TASKS AND EXERCISES:
[A] Please duplicate the stretch of the KVM patch email below from "diff --git a/Documentation/virtual/kvm/hypercalls.txt" through "version >= 2)".
[B] For each statement, say yes or no as to whether it agrees with the KVM patch email below, and quote the words from the email that decide it. (i) The patch changes six files. (ii) The patch itself deals with attacks involving pages remapping. (iii) ROE_MPROTECT_CHUNK requires version 2 or higher.

──────── PASSAGE GIVEN

[PATCH V5 4/5] KVM: X86: Adding support for byte granular memory ROE

Ahmed Abd El Mawgood <ahmedsoliman0x666@xxxxxxxxx> · Fri, 26 Oct 2018 17:12:22 +0200

This patch documents and implements ROE_MPROTECT_CHUNK, a part of ROE
hypercall designed to protect regions of a memory page with byte
granularity. This feature provides a key primitive to protect against
attacks involving pages remapping. However this attack  will be
addressed in future patches.

Signed-off-by: Ahmed Abd El Mawgood <ahmedsoliman0x666@xxxxxxxxx>
---
 Documentation/virtual/kvm/hypercalls.txt |   9 ++
 arch/x86/kvm/mmu.c                       |   6 +-
 arch/x86/kvm/x86.c                       | 156 +++++++++++++++++++++--
 include/linux/kvm_host.h                 |  26 ++++
 include/uapi/linux/kvm_para.h            |   1 +
 virt/kvm/kvm_main.c                      |  88 +++++++++++--
 6 files changed, 266 insertions(+), 20 deletions(-)

diff --git a/Documentation/virtual/kvm/hypercalls.txt b/Documentation/virtual/kvm/hypercalls.txt
index 8af64d826f03..a31f316ce6e6 100644
--- a/Documentation/virtual/kvm/hypercalls.txt
+++ b/Documentation/virtual/kvm/hypercalls.txt
@@ -164,6 +164,15 @@ This configuration lets a guest kernel have part of its read/write memory
 converted into read-only.  This action is irreversible.
 Upon successful run, the number of pages protected is returned.
 
+Usage 3:
+     a0: ROE_MPROTECT_CHUNK	(requires version >= 2)
+     a1: Start address aligned to page boundary.
+     a2: Number of bytes to be protected.

────────────────
──────── EXCERPTED DATA

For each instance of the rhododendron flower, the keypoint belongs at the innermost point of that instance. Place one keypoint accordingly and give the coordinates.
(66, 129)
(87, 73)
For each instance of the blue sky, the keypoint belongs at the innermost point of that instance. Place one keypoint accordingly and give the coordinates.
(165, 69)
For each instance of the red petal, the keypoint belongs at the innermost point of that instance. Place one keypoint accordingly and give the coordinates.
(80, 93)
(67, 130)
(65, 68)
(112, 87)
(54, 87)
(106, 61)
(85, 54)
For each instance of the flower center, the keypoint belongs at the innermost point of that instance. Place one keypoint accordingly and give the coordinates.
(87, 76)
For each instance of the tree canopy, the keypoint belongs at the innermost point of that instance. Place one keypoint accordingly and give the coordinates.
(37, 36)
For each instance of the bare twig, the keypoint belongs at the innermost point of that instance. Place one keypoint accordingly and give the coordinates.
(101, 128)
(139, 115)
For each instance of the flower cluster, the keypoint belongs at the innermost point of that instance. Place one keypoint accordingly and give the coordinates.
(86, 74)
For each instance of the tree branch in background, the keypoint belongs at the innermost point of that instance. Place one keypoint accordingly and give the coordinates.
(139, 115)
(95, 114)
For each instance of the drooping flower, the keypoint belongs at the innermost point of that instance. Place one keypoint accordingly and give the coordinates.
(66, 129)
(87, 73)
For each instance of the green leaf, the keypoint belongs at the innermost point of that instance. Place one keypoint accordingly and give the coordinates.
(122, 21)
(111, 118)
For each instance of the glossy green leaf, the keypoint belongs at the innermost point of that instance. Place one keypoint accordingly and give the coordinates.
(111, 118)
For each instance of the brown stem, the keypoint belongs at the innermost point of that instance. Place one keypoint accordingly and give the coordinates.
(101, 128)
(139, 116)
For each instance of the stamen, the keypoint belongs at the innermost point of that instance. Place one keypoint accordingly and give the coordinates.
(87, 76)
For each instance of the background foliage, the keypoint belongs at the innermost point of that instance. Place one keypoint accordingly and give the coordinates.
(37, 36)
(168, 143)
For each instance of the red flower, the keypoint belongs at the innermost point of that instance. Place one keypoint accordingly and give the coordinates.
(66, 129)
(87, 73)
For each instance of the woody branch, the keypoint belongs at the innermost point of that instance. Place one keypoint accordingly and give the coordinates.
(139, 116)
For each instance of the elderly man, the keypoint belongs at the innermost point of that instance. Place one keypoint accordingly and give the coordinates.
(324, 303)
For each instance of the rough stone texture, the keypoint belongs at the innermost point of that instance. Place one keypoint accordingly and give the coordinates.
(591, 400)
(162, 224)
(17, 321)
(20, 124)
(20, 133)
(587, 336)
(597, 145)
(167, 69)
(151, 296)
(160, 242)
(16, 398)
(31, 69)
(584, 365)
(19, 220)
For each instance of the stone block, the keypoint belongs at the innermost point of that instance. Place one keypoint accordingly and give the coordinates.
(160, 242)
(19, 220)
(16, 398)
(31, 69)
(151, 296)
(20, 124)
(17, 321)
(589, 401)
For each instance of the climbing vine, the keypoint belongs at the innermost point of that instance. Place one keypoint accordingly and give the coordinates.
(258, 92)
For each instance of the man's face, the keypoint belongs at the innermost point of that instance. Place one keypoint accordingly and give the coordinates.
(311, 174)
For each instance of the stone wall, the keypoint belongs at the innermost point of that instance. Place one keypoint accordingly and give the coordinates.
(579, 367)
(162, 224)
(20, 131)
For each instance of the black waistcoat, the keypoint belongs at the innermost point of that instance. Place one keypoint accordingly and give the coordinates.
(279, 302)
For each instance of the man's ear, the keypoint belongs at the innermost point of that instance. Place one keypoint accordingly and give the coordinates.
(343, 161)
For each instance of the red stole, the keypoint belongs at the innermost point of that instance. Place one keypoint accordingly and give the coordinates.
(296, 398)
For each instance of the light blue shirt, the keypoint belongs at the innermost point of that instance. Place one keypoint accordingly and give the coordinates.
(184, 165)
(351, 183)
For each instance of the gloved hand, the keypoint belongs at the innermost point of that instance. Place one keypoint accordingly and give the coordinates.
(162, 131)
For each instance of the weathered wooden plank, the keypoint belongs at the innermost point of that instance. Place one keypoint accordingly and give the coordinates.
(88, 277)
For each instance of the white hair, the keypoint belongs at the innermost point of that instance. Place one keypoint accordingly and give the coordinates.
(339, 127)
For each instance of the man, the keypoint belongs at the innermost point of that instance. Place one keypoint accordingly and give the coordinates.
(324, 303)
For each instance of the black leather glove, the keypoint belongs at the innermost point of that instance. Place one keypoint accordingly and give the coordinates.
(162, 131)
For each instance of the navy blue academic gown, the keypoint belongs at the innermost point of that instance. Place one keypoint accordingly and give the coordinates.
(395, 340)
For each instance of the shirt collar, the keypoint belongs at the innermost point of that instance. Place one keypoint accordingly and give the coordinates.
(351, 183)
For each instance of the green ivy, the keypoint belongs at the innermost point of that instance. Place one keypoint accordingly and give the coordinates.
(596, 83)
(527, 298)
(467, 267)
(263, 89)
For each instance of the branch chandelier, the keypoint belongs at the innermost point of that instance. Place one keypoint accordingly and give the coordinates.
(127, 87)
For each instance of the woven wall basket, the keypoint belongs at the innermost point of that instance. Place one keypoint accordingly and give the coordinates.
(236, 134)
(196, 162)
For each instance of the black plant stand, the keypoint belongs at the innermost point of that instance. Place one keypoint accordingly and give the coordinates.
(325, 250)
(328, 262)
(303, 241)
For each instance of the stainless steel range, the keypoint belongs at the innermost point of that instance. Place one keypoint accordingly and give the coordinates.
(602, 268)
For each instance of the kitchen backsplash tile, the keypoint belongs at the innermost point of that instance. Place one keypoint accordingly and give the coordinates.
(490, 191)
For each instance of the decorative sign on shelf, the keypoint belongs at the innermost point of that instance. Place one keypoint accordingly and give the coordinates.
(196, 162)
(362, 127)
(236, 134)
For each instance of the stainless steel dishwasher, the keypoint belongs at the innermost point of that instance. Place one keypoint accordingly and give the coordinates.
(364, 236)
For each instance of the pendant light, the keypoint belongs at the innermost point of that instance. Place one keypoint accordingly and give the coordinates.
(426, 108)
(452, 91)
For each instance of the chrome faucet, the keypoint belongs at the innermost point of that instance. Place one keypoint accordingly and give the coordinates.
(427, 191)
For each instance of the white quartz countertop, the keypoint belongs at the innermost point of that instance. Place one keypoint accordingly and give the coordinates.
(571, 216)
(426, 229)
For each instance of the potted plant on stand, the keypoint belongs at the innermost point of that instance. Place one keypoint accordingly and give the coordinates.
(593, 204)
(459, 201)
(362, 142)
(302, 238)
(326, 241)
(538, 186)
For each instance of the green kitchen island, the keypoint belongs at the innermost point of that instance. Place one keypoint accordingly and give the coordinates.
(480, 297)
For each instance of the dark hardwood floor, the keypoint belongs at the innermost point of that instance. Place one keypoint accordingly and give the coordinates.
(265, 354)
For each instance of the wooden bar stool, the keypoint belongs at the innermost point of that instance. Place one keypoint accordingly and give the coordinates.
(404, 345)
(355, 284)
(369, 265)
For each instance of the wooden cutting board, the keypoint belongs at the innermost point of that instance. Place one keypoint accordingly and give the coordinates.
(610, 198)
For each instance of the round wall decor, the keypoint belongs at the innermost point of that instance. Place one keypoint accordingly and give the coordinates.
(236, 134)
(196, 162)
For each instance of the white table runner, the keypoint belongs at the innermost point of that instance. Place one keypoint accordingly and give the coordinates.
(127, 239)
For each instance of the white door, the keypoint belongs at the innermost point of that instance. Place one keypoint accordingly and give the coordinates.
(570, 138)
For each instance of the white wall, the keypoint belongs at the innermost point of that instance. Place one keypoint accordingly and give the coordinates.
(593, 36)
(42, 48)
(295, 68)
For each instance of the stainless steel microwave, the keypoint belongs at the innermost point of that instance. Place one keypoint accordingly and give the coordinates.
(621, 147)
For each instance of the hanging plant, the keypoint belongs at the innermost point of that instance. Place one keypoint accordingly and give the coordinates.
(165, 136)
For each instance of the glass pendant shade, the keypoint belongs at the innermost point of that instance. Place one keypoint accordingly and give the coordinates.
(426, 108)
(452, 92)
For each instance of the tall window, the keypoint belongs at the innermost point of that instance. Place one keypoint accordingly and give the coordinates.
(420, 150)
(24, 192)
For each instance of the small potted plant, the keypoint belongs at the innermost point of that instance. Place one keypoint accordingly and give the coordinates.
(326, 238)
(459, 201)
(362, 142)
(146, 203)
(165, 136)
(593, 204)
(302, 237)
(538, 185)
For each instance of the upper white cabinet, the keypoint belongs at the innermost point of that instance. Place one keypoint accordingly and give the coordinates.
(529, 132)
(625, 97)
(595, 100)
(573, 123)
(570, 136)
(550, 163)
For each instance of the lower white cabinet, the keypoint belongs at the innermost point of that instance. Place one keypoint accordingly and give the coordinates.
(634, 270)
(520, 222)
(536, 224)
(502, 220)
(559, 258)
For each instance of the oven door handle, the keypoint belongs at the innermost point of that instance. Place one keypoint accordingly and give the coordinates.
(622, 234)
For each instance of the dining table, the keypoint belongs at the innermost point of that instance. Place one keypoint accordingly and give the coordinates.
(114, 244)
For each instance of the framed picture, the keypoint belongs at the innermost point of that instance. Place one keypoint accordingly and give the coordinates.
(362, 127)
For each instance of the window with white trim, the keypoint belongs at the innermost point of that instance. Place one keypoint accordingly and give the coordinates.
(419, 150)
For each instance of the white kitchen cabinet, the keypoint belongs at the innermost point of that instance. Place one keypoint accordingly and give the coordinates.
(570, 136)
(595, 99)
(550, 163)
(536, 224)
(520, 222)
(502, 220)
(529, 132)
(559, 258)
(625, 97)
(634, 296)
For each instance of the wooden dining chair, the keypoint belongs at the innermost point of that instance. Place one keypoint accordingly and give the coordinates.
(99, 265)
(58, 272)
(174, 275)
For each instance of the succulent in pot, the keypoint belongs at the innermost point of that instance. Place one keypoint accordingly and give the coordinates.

────────────────

RESULTS OF THE TASKS:
[A]
diff --git a/Documentation/virtual/kvm/hypercalls.txt b/Documentation/virtual/kvm/hypercalls.txt
index 8af64d826f03..a31f316ce6e6 100644
--- a/Documentation/virtual/kvm/hypercalls.txt
+++ b/Documentation/virtual/kvm/hypercalls.txt
@@ -164,6 +164,15 @@ This configuration lets a guest kernel have part of its read/write memory
 converted into read-only.  This action is irreversible.
 Upon successful run, the number of pages protected is returned.
 
+Usage 3:
+     a0: ROE_MPROTECT_CHUNK	(requires version >= 2)

[B]
(i) Yes: "6 files changed, 266 insertions(+), 20 deletions(-)"
(ii) No: "will be addressed in future patches."
(iii) Yes: "(requires version >= 2)"